---- Dataset extract

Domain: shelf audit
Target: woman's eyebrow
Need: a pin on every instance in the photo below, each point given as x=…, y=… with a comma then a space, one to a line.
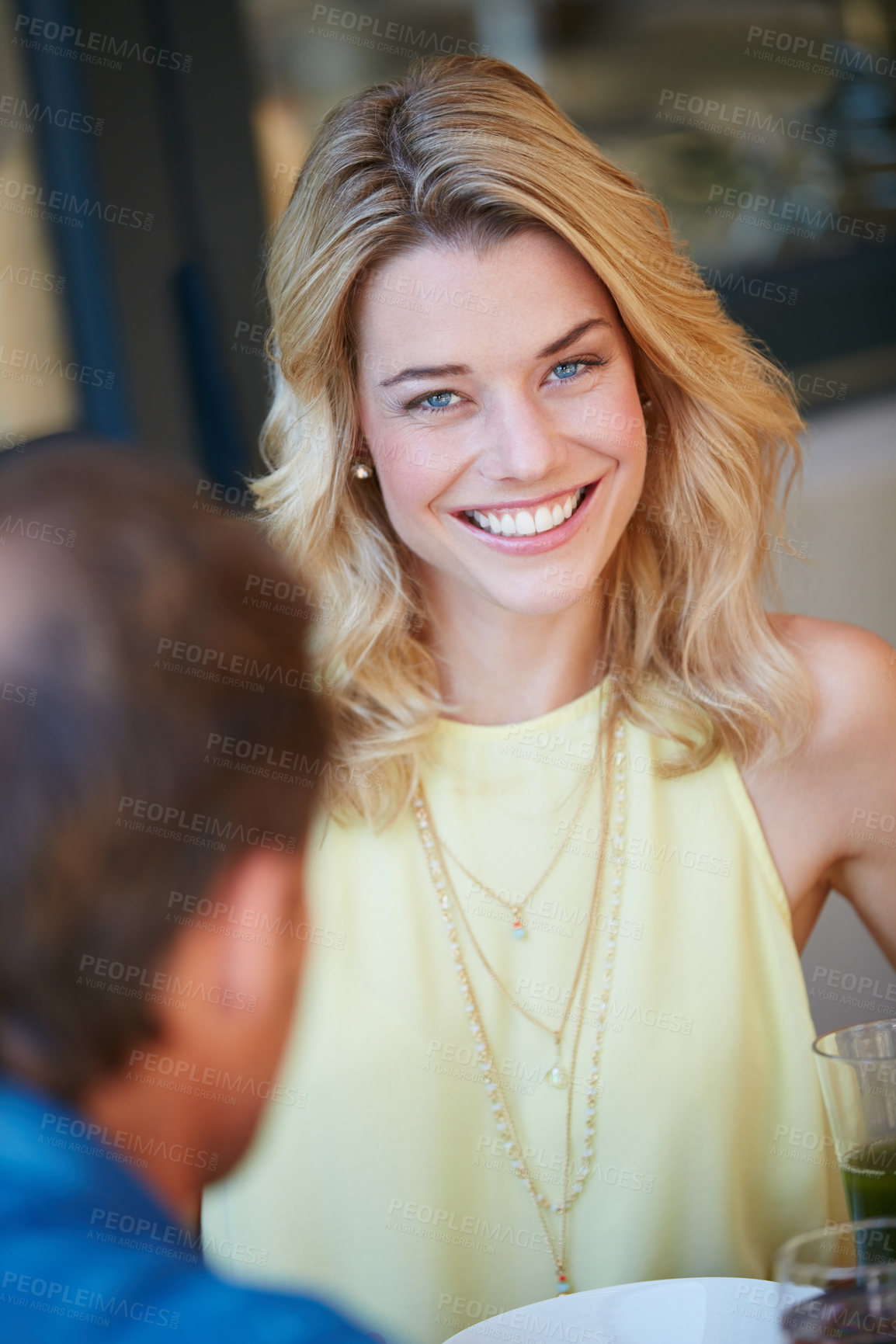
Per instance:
x=408, y=375
x=415, y=374
x=571, y=335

--------

## Work instructions:
Every record above must be copied exactly, and no picture may appear in the copy.

## Exercise result:
Domain: shelf audit
Target: woman's eyebrow
Need: a pin on every instance in the photo below, each point given as x=…, y=… with a comma then a space, one to a line.
Per instance:
x=408, y=375
x=415, y=374
x=571, y=335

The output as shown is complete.